GOAL:
Write out the full set of records below exactly.

DATA EXCERPTS:
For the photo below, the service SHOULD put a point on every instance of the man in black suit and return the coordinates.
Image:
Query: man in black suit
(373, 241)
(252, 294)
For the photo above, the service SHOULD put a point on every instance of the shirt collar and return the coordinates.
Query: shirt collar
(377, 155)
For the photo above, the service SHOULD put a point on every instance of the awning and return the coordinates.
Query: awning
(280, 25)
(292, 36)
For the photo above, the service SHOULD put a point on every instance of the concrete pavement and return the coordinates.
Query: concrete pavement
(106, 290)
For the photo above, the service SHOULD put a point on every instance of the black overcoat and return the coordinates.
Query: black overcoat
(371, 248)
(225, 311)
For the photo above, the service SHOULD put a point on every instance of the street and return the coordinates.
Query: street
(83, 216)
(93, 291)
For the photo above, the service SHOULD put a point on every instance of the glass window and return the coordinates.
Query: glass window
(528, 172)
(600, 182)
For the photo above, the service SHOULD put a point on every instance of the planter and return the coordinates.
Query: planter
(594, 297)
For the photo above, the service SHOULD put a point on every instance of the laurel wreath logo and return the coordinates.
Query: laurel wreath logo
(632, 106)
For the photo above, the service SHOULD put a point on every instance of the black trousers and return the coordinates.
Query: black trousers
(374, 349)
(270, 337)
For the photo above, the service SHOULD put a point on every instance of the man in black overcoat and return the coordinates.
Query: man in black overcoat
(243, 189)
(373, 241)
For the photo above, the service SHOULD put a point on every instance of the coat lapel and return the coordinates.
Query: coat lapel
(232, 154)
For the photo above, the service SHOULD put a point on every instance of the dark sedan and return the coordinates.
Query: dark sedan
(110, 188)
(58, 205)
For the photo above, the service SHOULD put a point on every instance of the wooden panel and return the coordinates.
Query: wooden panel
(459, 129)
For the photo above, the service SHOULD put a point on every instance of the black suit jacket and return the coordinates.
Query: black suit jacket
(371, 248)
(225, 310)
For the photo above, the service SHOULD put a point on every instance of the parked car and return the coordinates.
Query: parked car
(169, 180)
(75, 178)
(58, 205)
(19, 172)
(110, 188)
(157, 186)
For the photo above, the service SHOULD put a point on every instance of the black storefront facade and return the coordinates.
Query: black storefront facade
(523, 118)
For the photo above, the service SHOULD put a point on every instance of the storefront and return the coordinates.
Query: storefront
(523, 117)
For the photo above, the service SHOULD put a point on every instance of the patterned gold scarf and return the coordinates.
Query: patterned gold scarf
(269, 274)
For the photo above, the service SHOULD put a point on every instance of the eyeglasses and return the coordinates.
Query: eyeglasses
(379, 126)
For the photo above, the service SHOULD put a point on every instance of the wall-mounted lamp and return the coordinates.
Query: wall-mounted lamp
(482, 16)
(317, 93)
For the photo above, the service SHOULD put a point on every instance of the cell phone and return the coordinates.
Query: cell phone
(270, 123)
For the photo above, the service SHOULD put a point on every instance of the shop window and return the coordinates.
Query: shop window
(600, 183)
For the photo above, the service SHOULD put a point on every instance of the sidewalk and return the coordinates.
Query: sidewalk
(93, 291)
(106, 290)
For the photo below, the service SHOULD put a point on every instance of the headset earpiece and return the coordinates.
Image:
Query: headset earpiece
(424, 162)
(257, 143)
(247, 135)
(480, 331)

CORRECT RESPONSE:
For the photo below, the service SHOULD put a point on every instance of the man in black suit and return the coordinates.
Image:
Query: man in black suit
(373, 241)
(252, 294)
For the photo above, the service SHOULD put a point on every instance of the shirt collar and return the coordinates.
Query: shirt collar
(377, 155)
For the photo above, the service SHOULD put a point on every instance of the awning and return the coordinates.
Query: awning
(280, 25)
(292, 36)
For the photo above, the service SHOULD put a point on every instance of the concrete pavement and return the coordinates.
Query: concrete pavement
(106, 290)
For the photo above, the service SHOULD put a point on every instance of the black overcoat and return the coordinates.
Query: black overcoat
(371, 248)
(225, 311)
For the photo above, the service SHOULD put a point on every instance of the street and return the coordinates.
Query: street
(83, 216)
(93, 291)
For the photo above, the service SHOULD put a point on every instance of the glass window and return the coordinates.
Query: glass window
(528, 172)
(600, 182)
For the photo above, the service SHOULD put a point on every instance of the planter and return the coordinates.
Query: planter
(594, 297)
For the photo above, the service SHOULD put a point on every instance of the laurel wreath logo and return the coordinates.
Query: laurel wreath logo
(632, 106)
For the photo above, the service SHOULD put a point on every instance of the black trousers and return the coordinates.
Query: black trousers
(374, 349)
(270, 337)
For the photo above, the service SHOULD put a point on every instance of the man in black overcoat and return the coordinates.
Query: man in black overcoat
(243, 189)
(373, 241)
For the photo above, the service SHOULD put a point on every instance of the coat lapel and return the coordinates.
Query: coat lapel
(232, 154)
For the photo above, the service SHOULD put a point on every instance of the dark sedan and return the coordinates.
Query: dark sedan
(110, 188)
(58, 205)
For the photo above, the service SHOULD put a point on every instance of the wooden panel and return the coordinates.
Query: wooden panel
(459, 129)
For the photo above, the service SHOULD put a point on every instance of the black suit jacket and return the coordinates.
Query: black suit jacket
(371, 248)
(225, 310)
For the photo above, the service SHOULD put a point on every instance of the parked car and return the coordinates.
Query: parked car
(169, 180)
(75, 178)
(58, 205)
(19, 172)
(110, 188)
(157, 186)
For the photo above, the service SHOULD put a point on every instance of the black storefront facade and return the coordinates.
Query: black storefront facade
(523, 118)
For the photo above, the service SHOULD put a point on every instance of the storefront and return the coordinates.
Query: storefront
(523, 117)
For the photo above, the service SHOULD put a point on every instance of the patterned gold scarf and return the coordinates.
Query: patterned gold scarf
(269, 274)
For the photo above, the service SHOULD put a point on every instance of the eyeglasses and return the coordinates.
Query: eyeglasses
(379, 126)
For the photo above, the service SHOULD put a point on every instance of the wall-mounted lamp and return the coordinates.
Query: wall-mounted lamp
(482, 16)
(317, 93)
For the photo above, the service SHOULD put a point on every instance of the cell phone and return the coordinates.
Query: cell phone
(270, 123)
For the photo above, the service SHOULD put a point on every instance of the shop window and return the coordinates.
Query: shop window
(600, 183)
For the photo above, the service SHOULD put a point on every instance of the sidewalk and return the coordinates.
Query: sidewalk
(93, 291)
(106, 290)
For the photo below, the service SHOULD put a point on every instance of the headset earpiece and return the coordinates.
Image:
Query: headset earpiece
(424, 162)
(257, 143)
(247, 135)
(480, 331)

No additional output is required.